**TO DO**
Output every line of the records below as a numbered list, leaving out any blank lines.

[Dataset entries]
##########
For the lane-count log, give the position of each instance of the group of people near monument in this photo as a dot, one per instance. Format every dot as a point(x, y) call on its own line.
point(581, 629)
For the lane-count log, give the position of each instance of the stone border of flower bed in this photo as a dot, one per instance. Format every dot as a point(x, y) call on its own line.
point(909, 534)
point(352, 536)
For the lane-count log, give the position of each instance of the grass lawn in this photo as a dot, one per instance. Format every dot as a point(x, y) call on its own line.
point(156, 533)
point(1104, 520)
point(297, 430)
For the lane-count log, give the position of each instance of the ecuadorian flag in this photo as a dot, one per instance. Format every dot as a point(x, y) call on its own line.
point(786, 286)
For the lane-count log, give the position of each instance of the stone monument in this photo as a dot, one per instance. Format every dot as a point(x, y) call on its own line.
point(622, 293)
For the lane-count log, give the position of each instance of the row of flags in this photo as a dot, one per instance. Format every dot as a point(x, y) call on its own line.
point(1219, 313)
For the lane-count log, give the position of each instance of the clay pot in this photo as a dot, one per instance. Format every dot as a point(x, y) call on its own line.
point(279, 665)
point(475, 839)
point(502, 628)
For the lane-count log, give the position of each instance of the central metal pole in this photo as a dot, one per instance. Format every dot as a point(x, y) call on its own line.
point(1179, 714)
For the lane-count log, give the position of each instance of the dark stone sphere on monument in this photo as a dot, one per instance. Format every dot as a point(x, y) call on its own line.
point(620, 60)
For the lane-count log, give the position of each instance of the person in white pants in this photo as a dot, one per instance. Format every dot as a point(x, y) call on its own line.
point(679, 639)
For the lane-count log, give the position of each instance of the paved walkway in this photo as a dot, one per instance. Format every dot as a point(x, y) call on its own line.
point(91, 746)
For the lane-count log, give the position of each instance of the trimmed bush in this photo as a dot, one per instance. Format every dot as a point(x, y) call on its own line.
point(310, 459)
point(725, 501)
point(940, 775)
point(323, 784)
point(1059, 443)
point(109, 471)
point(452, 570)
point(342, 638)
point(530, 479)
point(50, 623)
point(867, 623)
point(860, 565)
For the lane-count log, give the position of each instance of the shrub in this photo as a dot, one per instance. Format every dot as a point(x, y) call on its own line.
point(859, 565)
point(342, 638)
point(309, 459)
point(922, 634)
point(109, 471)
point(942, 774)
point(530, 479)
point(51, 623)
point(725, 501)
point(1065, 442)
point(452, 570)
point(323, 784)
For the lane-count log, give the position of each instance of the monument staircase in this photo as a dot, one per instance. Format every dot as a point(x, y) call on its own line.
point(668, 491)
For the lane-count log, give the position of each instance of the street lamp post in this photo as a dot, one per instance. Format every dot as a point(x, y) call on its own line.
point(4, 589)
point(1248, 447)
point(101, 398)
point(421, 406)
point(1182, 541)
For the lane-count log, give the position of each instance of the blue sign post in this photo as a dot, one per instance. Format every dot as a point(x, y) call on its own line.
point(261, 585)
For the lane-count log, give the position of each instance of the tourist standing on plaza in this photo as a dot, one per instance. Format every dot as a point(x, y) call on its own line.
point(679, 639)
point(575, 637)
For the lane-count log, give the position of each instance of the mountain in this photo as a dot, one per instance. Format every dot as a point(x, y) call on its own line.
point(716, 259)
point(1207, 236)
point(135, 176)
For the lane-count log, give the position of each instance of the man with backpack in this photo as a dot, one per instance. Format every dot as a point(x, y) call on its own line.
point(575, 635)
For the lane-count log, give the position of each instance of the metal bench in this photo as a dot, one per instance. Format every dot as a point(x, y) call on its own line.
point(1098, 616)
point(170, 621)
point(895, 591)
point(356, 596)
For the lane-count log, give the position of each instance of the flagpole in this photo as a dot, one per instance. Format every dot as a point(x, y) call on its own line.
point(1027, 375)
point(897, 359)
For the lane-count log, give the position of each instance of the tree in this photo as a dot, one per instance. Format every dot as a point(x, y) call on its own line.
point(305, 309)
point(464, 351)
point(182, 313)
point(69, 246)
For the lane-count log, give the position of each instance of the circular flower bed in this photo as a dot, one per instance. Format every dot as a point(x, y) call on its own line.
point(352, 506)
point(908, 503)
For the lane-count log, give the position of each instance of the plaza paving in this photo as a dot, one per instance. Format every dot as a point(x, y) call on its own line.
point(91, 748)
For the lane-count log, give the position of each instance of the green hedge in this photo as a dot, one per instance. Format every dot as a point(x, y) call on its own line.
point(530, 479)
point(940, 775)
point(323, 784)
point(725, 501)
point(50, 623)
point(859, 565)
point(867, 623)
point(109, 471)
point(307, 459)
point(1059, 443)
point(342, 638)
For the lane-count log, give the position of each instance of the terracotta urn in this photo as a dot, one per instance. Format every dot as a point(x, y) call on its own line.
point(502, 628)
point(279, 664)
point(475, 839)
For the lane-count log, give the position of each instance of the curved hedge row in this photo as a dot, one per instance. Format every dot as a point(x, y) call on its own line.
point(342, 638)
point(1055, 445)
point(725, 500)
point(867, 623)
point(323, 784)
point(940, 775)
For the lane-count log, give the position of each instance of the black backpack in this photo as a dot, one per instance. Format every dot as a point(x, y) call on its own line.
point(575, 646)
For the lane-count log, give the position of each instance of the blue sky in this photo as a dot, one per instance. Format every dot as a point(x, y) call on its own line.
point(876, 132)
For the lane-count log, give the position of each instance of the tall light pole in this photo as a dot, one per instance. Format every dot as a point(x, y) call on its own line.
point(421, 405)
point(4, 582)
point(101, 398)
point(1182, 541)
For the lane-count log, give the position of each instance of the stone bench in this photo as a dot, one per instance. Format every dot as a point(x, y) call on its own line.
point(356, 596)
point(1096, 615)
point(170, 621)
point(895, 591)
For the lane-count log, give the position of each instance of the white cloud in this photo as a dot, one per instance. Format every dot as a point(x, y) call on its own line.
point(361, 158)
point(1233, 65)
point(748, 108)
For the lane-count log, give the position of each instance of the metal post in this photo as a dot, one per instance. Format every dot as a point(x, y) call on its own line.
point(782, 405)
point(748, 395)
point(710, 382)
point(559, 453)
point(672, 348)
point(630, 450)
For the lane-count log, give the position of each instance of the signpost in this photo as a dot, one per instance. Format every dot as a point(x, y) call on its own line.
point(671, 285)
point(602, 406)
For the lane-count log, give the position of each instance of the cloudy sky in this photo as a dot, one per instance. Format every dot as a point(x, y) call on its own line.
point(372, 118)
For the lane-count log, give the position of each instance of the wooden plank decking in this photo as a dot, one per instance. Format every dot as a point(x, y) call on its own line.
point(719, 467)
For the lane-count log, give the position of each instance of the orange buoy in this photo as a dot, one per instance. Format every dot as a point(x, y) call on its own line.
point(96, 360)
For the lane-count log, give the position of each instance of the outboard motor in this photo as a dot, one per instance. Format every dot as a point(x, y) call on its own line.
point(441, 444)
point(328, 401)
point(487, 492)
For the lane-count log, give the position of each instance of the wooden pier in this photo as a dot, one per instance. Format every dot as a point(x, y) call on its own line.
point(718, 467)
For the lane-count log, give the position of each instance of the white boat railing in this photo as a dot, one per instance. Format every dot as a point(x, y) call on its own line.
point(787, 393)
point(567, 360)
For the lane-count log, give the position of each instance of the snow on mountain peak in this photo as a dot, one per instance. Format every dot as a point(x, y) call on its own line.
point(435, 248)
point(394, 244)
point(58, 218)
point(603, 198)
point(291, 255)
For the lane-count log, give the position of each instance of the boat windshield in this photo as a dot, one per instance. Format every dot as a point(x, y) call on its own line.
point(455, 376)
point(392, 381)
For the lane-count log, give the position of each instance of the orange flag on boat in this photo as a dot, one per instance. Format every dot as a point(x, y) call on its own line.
##########
**SOLUTION FOR THIS PROBLEM**
1. For the lane-count log, give the position of each instance of the group of people near monument in this photo as a dot, one per instance. Format every dot as a point(x, y) call on its own line.
2. point(581, 629)
3. For the lane-count log, give the position of each instance of the stone border of flower bed in this photo as a dot, one per instance. Format every dot as a point(x, y) call on its own line.
4. point(909, 534)
5. point(352, 536)
6. For the lane-count log, give the position of each instance of the grass lawn in this photo as a dot, one per instance. Format every dot as a point(x, y) call on its own line.
7. point(156, 533)
8. point(1104, 520)
9. point(297, 430)
10. For the lane-count log, give the position of each instance of the ecuadorian flag in this photo as a dot, one per instance. Format every dot as a point(x, y) call on its own line.
11. point(786, 286)
12. For the lane-count log, give the position of each instance of the stone monument in this photo as a dot, one per instance. Format every dot as a point(x, y) call on its own line.
13. point(622, 293)
14. For the lane-count log, give the position of each instance of the row of flags in this photo as a dot, one per instance. Format every dot as a point(x, y) call on its own line.
15. point(1219, 313)
16. For the lane-count log, give the position of each instance of the clay pot in this photo as a dot, one per instance. Format every dot as a point(x, y) call on its own line.
17. point(279, 665)
18. point(475, 839)
19. point(502, 628)
20. For the lane-count log, give the position of each instance of the central metal pole in this photo as a dot, one per instance. Format every dot as a point(x, y) call on its own line.
21. point(1179, 714)
22. For the lane-count log, give the position of each instance of the dark stone sphere on monument in this photo as a dot, one per instance. Format every dot as a point(x, y) call on its own line.
23. point(620, 60)
24. For the lane-count log, give the position of each instance of the person in white pants in this photo as a dot, one per instance. Format every dot as a point(x, y) call on its own line.
25. point(679, 639)
26. For the lane-count log, give the position of each instance of the paved walkway in this photo as a dot, one per instance. Format every dot as a point(x, y) call on its own line.
27. point(91, 746)
28. For the lane-count log, give the position of each instance of the trimmed bush in this photo as a dot, one per instance. Format every dot as a point(x, y) call on its own line.
29. point(310, 459)
30. point(725, 501)
31. point(940, 775)
32. point(323, 784)
33. point(1059, 443)
34. point(109, 471)
35. point(452, 570)
36. point(342, 638)
37. point(530, 479)
38. point(50, 623)
39. point(867, 623)
40. point(860, 565)
41. For the lane-count log, give the position of each instance of the shrub in this photo as a dot, one per instance. Format every dot as a point(x, y) call on its own line.
42. point(859, 565)
43. point(342, 638)
44. point(309, 459)
45. point(922, 634)
46. point(109, 471)
47. point(942, 774)
48. point(530, 479)
49. point(51, 623)
50. point(725, 501)
51. point(1065, 442)
52. point(452, 570)
53. point(323, 784)
54. For the lane-count log, give the position of each instance of the monument staircase in this photo as a dot, one per instance. Format every dot as a point(x, y) call on its own line.
55. point(668, 491)
56. For the lane-count log, give the position of each instance of the street lamp post in this photo as a dot, one per instance. Format every dot as a point(x, y) call on its own line.
57. point(4, 589)
58. point(1248, 447)
59. point(101, 398)
60. point(421, 406)
61. point(1182, 541)
62. For the lane-count log, give the position of each instance of the blue sign post in this photo as a dot, one per instance. Format every dot as a point(x, y) call on its own line.
63. point(261, 585)
64. For the lane-count log, give the position of each instance of the tourist standing on plaza in this photo as a dot, one per instance. Format every dot as a point(x, y) call on its own line.
65. point(679, 639)
66. point(575, 637)
67. For the lane-count log, give the position of each instance of the mountain in this photo as a dot, one per instance. Format every dot as a point(x, y) call on its own line.
68. point(716, 259)
69. point(1207, 236)
70. point(135, 176)
71. For the lane-count log, give the position of each instance of the man with backpack in this photo as a dot, one per instance. Format every dot as a point(x, y) call on its own line.
72. point(575, 635)
73. For the lane-count log, give the position of each instance of the metal bench in this photo as a dot, one per instance. Format every dot as a point(x, y) call on its own line.
74. point(1098, 616)
75. point(170, 621)
76. point(895, 591)
77. point(356, 596)
78. For the lane-count log, give the position of each instance of the flagpole in this photo as a dot, one per instance. Format every dot as a point(x, y) call on its own line.
79. point(1027, 375)
80. point(897, 359)
81. For the lane-count log, give the position of each instance of the tree in this photo as a dot, one per instance. Format every dot as a point(x, y) call on its own line.
82. point(305, 309)
83. point(464, 351)
84. point(182, 313)
85. point(69, 246)
86. For the lane-count log, give the position of each instance of the circular flower bed in this photo as a dot, one per instance. Format every dot as a point(x, y) call on its own line.
87. point(352, 506)
88. point(908, 503)
89. For the lane-count log, give the position of each instance of the plaza paving in this photo as a dot, one per instance. Format every dot as a point(x, y) call on its own line.
90. point(91, 748)
91. For the lane-count log, give the position of each instance of the green hedge in this photo as a dot, one per instance. Format every dot as a point(x, y) call on its own line.
92. point(530, 479)
93. point(940, 775)
94. point(323, 784)
95. point(725, 501)
96. point(50, 623)
97. point(859, 565)
98. point(867, 623)
99. point(109, 471)
100. point(307, 459)
101. point(1059, 443)
102. point(342, 638)
103. For the lane-count log, give the position of each instance of the terracotta urn in this photo as a dot, one per instance. Format every dot as a point(x, y) call on its own line.
104. point(502, 628)
105. point(279, 664)
106. point(475, 839)
107. For the lane-count log, give the position of each instance of the curved hedge row in this photo as a dot, one per instance. Format every dot as a point(x, y) call on its own line.
108. point(342, 638)
109. point(1055, 445)
110. point(725, 500)
111. point(867, 623)
112. point(323, 784)
113. point(940, 775)
114. For the lane-count log, give the position of each instance of the black backpack in this photo as a dot, one per instance. Format every dot as a point(x, y) call on its own line.
115. point(575, 646)
116. For the lane-count log, give the position of each instance of the blue sky in this photo as a dot, one per instance. Format every dot as a point(x, y) call on its own line.
117. point(876, 132)
118. For the lane-count log, give the position of each instance of the tall light pole in this photo as a dot, one per instance. Format every dot as a point(x, y) call on its own line.
119. point(421, 405)
120. point(4, 582)
121. point(101, 398)
122. point(1182, 541)
123. For the lane-count log, give the position of each instance of the stone bench in this photo as a dot, one per instance. Format every dot as a point(x, y) call on its own line.
124. point(356, 596)
125. point(1096, 615)
126. point(170, 621)
127. point(895, 591)
128. For the lane-count log, give the position of each instance of the white cloud in this photo as a dot, one per instance. Format every dot as a point(x, y) call on its own line.
129. point(361, 158)
130. point(1233, 65)
131. point(748, 108)
132. For the lane-count log, give the position of each instance of the metal post in this photo as a dot, one per instance. Format every dot as a point(x, y) call on its own line.
133. point(782, 405)
134. point(748, 395)
135. point(710, 382)
136. point(559, 453)
137. point(672, 348)
138. point(630, 450)
139. For the lane-count log, give the position of each instance of the signpost in this photo as a dot, one per instance. Format every dot as a point(x, y) call on its own line.
140. point(671, 285)
141. point(602, 406)
142. For the lane-count log, give the position of each instance of the cloudy sky in this photo as a dot, one per instance. Format every dot as a point(x, y) call on its own line.
143. point(372, 118)
144. For the lane-count log, give the position of each instance of the wooden plank decking in this photo as a dot, one per instance. Format every dot as a point(x, y) call on its own line.
145. point(719, 467)
146. For the lane-count log, give the position of each instance of the orange buoy in this photo as a dot, one per instance. Format every dot as a point(x, y) call on its own line.
147. point(96, 360)
148. For the lane-count log, give the position of each instance of the outboard motor in this photo as a dot, one per instance. Format every dot as a point(x, y) call on its own line.
149. point(441, 444)
150. point(328, 401)
151. point(487, 492)
152. For the lane-count log, give the position of each instance of the wooden pier in this photo as a dot, one per instance. Format every dot as a point(x, y) call on its own line.
153. point(718, 467)
154. For the lane-count log, give the position of each instance of the white boat railing in this photo as a dot, one per instance. Format every dot as a point(x, y) call on its own line.
155. point(787, 393)
156. point(567, 360)
157. For the lane-count log, give the position of each instance of the snow on mountain peak in this photo as a dot, one per instance. Format every dot as a point(x, y) call on its own line.
158. point(435, 248)
159. point(394, 244)
160. point(58, 218)
161. point(603, 198)
162. point(291, 255)
163. For the lane-count log, give the position of each instance of the boat windshield in this photo as a dot, one per instance. Format every dot as a point(x, y) call on its own line.
164. point(455, 376)
165. point(392, 381)
166. For the lane-count log, give the position of each instance of the orange flag on boat in this photo as a dot, one per instance. Format every dot as a point(x, y) call on its own line.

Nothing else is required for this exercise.